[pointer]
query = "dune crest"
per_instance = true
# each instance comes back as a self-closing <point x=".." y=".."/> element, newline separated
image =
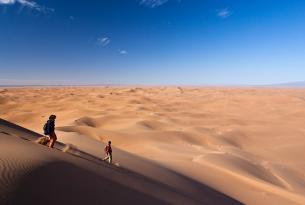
<point x="247" y="143"/>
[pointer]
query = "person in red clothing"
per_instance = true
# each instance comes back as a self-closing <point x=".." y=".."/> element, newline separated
<point x="108" y="151"/>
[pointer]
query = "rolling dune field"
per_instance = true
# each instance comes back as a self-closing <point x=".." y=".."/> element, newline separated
<point x="246" y="143"/>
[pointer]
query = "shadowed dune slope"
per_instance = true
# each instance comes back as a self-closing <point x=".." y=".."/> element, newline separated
<point x="33" y="174"/>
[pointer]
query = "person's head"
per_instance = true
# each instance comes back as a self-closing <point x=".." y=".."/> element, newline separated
==========
Your goal>
Rewrite the records above with every occurrence of "query" changed to "label" and nothing else altered, omitting the pictures.

Written solution>
[pointer]
label = "dune crest"
per_instance = true
# each instance comes back as a self-closing <point x=".." y=".."/> element, newline separated
image =
<point x="247" y="143"/>
[pointer]
label = "person in red clothing"
per_instance = true
# each instance comes back as a self-closing <point x=".." y=".."/> element, newline separated
<point x="108" y="151"/>
[pointer]
label = "rolling dune field"
per_instance = true
# each instance comes back as a self-closing <point x=".." y=".."/> element, newline separated
<point x="246" y="143"/>
[pointer]
label = "shadowed dune slope"
per_instance = true
# each instance comes back as a self-closing <point x=".." y=".."/> element, newline separated
<point x="33" y="174"/>
[pointer]
label = "person's head"
per_instance = true
# each instance comes back as a self-closing <point x=".." y=".."/> element, newline separated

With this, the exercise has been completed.